» **TASK GOAL**:
Copy each of these rows word for word.

» **RAW RECORDS**:
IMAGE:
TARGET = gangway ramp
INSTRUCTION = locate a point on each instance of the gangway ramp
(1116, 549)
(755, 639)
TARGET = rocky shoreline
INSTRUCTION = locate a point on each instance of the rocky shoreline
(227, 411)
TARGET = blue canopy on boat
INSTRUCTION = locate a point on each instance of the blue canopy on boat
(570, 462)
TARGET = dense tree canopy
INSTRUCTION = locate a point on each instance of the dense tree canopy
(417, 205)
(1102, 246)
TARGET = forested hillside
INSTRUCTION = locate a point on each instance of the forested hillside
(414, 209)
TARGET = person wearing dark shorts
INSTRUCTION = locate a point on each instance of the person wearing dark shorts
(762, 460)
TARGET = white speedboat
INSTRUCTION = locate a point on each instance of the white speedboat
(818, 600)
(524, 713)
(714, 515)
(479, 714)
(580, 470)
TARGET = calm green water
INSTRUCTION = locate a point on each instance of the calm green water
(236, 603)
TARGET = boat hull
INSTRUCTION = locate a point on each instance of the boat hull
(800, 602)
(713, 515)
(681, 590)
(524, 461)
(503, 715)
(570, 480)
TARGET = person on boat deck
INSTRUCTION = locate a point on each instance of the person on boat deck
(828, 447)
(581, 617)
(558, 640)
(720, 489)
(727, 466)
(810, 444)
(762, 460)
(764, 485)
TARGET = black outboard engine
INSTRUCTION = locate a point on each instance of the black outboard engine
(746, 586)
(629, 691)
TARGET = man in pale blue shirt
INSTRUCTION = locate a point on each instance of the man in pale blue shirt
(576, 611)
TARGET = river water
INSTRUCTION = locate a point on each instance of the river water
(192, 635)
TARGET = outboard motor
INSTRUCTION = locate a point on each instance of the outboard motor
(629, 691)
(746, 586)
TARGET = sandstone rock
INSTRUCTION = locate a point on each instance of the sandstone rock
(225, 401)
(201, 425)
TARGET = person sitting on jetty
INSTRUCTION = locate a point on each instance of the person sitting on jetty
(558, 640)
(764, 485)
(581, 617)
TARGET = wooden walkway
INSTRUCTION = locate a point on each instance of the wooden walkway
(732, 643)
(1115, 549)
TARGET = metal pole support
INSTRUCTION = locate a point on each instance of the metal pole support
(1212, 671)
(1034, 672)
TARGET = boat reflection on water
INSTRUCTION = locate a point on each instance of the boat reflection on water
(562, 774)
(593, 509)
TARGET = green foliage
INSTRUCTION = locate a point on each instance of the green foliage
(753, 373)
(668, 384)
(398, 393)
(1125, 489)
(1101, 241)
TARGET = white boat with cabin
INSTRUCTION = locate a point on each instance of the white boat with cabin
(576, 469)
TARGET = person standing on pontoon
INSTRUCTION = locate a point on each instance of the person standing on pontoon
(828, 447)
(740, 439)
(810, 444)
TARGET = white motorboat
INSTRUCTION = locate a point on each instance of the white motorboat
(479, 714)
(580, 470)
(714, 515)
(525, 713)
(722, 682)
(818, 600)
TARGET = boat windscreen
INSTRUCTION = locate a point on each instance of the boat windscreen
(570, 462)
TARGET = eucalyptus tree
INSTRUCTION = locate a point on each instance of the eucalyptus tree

» **EXERCISE SOLUTION**:
IMAGE:
TARGET = gangway ramp
INSTRUCTION = locate a point on each instance of the gangway ramp
(1116, 549)
(755, 639)
TARGET = rocky shoreline
INSTRUCTION = locate a point on each instance of the rocky shoreline
(227, 411)
TARGET = blue canopy on boat
INSTRUCTION = locate a point on each instance of the blue canopy on boat
(570, 462)
TARGET = dense tree canopy
INSTRUCTION = locate a point on each instance of the dense tree canopy
(417, 205)
(1102, 246)
TARGET = forested hillside
INSTRUCTION = locate a point on each instance of the forested hillside
(414, 209)
TARGET = person wearing dark shorts
INSTRUCTION = locate a point on each instance of the person wearing dark shorts
(762, 460)
TARGET = white speedboat
INSTRUCTION = locate a point on each instance of the white speedboat
(818, 600)
(524, 713)
(714, 515)
(479, 714)
(580, 470)
TARGET = calm green water
INSTRUCTION = locate a point on each instance of the calm green water
(236, 603)
TARGET = boat hull
INSTRUCTION = locate a point on each instance of the boat hull
(800, 602)
(713, 515)
(681, 590)
(524, 461)
(503, 715)
(570, 480)
TARGET = person on boat deck
INSTRUCTION = locate a point on each instance of the person on boat deck
(828, 447)
(581, 617)
(558, 640)
(720, 489)
(727, 466)
(810, 444)
(762, 460)
(764, 485)
TARGET = black outboard engine
INSTRUCTION = locate a point on each instance of the black outboard engine
(746, 586)
(629, 691)
TARGET = man in pale blue shirt
INSTRUCTION = locate a point on each instance of the man in pale blue shirt
(576, 611)
TARGET = river water
INSTRUCTION = locate a point on each instance of the river water
(192, 635)
TARGET = outboard motor
INSTRUCTION = locate a point on each instance of the outboard motor
(629, 691)
(746, 586)
TARGET = sandstone rock
INSTRUCTION = locate a point on each instance of the sandstone rock
(225, 401)
(201, 425)
TARGET = person sitting on jetty
INSTRUCTION = locate a point on each instance of the person sitting on jetty
(558, 640)
(764, 485)
(581, 617)
TARGET = wooden walkway
INSTRUCTION = locate a point on each instance of the wooden walkway
(732, 643)
(1115, 549)
TARGET = metal pole support
INSTRUCTION = locate a point on each instance of the metal pole support
(1212, 671)
(1034, 672)
TARGET = boat reflection on water
INSTRUCTION = locate a point on each instance of the boat reflection on water
(562, 774)
(593, 509)
TARGET = green foliage
INSTRUCTION = locate a point on each instance of the green foliage
(753, 373)
(668, 384)
(398, 393)
(1125, 489)
(1101, 241)
TARGET = white boat with cabin
INSTRUCTION = locate a point on each instance of the white boat with cabin
(576, 469)
TARGET = person standing on pontoon
INSTRUCTION = locate a point on each instance of the person standing on pontoon
(828, 447)
(740, 439)
(810, 444)
TARGET = white motorboat
INSTRUCTION = locate a point on each instance of the white motorboat
(479, 714)
(580, 470)
(714, 515)
(525, 713)
(722, 682)
(818, 600)
TARGET = boat windscreen
INSTRUCTION = locate a point on each instance of the boat windscreen
(570, 462)
TARGET = eucalyptus tree
INSTRUCTION = locate a point on each instance of the eucalyptus tree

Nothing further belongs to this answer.